# WHAT TO WORK ON
Copy out every one of the rows below word for word.

# RECORDS SUPPLIED
--- --- ---

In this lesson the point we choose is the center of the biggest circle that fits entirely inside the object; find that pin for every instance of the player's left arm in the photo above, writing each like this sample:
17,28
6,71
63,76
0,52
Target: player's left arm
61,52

--- --- ---

# RESPONSE TO THE EXERCISE
In this lesson the point we choose is the center of the biggest circle that fits entirely inside the object; find that pin for every instance of the player's left arm in the photo above, writing each like this sample:
17,28
6,71
63,76
0,52
Target: player's left arm
61,52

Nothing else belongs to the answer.